Textauszug.

☆ ☆ ☆ ☆

Steuererklärungen auf Bierdeckeln sind daher ein verständlicher Wunsch, verständlich auch, dass derartige Ideen regelmäßig großen Applaus ernten — ob so etwas am Ende wirklich gerechter wäre, ist ein anderes Thema. Ein ähnlicher Dauerbrenner und irgendwie eng mit der “Steuererklärung auf einem Bierdeckel” verbunden, ist die Forderung nach einem einfachen Steuertarif, insbesondere die sog. flat tax wird oft als Retterin der deutschen Wirtschaft ins Feld geführt.

Sind diese Themen erstmal angerissen, dauert es auch nicht lange, bis irgendwo jemand “kalte Progression” in den Raum wirft und die Forderung aufstellt, selbige sei ungerecht und müsse schleunigst weg — was grundsätzlich stimmt.

Das Problem ist, dass mindestens 50% der Schreihälse überhaupt nicht wissen, was kalte Progression eigentlich ist und was sie denn eigentlich weg haben wollen. Das noch größere Problem ist, dass auch viele Journalisten und Nachrichtenredakteure dies nicht wissen und ihrem Publikum meist dummes Zeug erzählen.

Nun gut, Aufklärung folgt jetzt!

Was ist ein Steuertarif?

☆ ☆ ☆ ☆

Aufgabe A.
Gib den Textauszug von "Das Problem ist, dass" bis "dummes Zeug erzählen." wieder und ersetze dabei "Schreihälse" durch "Kritiker".
Aufgabe B.
Nenne jedes Wort im Textauszug, das mit "Steuer" beginnt. Führe jede Wortform nur einmal auf.

Angezeigte Daten.
☆ ☆ ☆ ☆

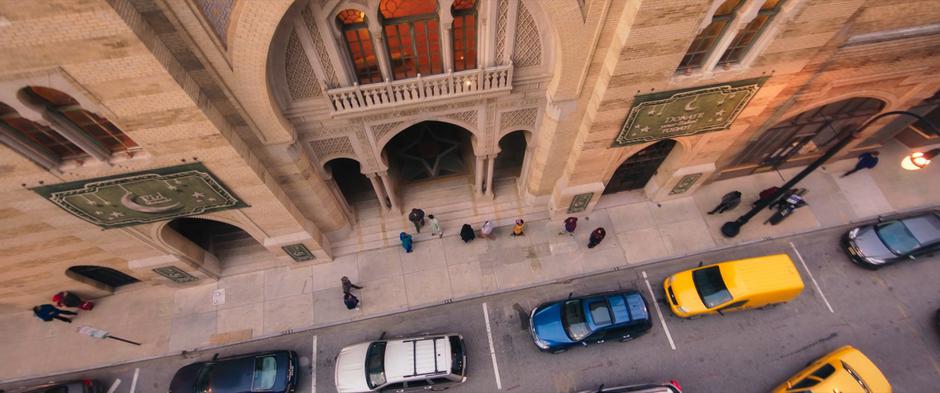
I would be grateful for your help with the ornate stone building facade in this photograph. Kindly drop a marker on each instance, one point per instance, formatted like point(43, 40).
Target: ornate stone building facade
point(173, 141)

☆ ☆ ☆ ☆

Lösung A.
Das Problem ist, dass mindestens 50% der Kritiker überhaupt nicht wissen, was kalte Progression eigentlich ist und was sie denn eigentlich weg haben wollen. Das noch größere Problem ist, dass auch viele Journalisten und Nachrichtenredakteure dies nicht wissen und ihrem Publikum meist dummes Zeug erzählen.

Lösung B.
Steuererklärungen, Steuererklärung, Steuertarif